R-evolutionary Study: Did Men Cause Menopause?

The next time your wellness is affected by the hot flushes, night sweats and mood swings of menopause, blame the nearest male. According to evolutionary geneticists from Canada’s McMaster University, who published their findings in PLOS Computational Biology, men’s tendency to choose younger mates meant fertility became pointless for older women over the years, which eventually led to the menopause.

Human beings are the only species in which females cannot reproduce throughout their lives, and this has long puzzled researchers. It has been surmised that women lose their fertility at an age where they might not live to see a child grow, and instead are available to care for younger women’s children. This is known as “the grandmother effect” and put menopause in the light of a block to older women from continuing to reproduce. Yet this new study suggests just the opposite; the lack of reproduction has given rise to menopause.

#### [Stored data]
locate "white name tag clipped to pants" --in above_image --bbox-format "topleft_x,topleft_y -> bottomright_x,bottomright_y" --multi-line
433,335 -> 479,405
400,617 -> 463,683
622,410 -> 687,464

#### [Apply what you read]
(a) Please sum up the article on menopause above in two sentences.
(b) List every symptom of menopause that the article on menopause names.

#### [Responses to the tasks]
(a) Evolutionary geneticists from McMaster University in Canada, publishing in PLOS Computational Biology, propose that men's tendency to choose younger mates made fertility pointless for older women over time, which eventually led to menopause. This reverses the earlier "grandmother effect" idea, which held that menopause blocks older women from reproducing so they can care for younger women's children, and instead argues that the lack of reproduction gave rise to menopause.

(b)
- Hot flushes
- Night sweats
- Mood swings